Action item - Check each line of the listing for the word "below" and report the ones that have it.

Data provided: Begin

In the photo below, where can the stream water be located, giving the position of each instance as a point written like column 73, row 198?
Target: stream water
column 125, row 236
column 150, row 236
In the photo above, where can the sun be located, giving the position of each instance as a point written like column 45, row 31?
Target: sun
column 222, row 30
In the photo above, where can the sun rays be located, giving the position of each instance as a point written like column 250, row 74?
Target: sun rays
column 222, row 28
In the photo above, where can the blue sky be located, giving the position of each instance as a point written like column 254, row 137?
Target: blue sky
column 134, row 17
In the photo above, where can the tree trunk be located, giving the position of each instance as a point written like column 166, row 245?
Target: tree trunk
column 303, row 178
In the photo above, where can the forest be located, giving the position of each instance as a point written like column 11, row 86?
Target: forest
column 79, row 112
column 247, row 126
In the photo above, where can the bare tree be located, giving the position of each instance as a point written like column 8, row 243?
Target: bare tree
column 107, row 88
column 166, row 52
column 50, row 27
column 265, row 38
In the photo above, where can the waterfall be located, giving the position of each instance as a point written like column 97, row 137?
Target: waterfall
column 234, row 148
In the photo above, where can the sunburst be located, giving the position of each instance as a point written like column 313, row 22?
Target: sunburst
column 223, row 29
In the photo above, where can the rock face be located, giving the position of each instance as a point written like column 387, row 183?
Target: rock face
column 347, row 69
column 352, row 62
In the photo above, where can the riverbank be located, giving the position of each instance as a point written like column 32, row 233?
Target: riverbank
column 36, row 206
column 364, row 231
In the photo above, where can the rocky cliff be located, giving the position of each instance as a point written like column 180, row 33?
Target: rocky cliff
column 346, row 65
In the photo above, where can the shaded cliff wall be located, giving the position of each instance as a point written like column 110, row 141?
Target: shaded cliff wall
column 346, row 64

Data provided: End
Data provided: Begin

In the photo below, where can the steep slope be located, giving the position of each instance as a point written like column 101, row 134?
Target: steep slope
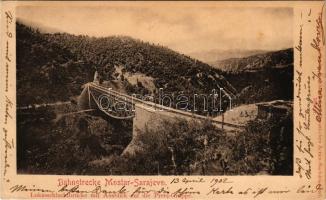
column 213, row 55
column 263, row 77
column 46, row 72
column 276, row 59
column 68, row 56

Data provided: End

Expected answer -
In the photo below, where can the stream water be located, giving the position of each instance as a point written like column 73, row 198?
In the photo below, where can the steep slope be located, giving the position of each instance as a point written like column 101, row 134?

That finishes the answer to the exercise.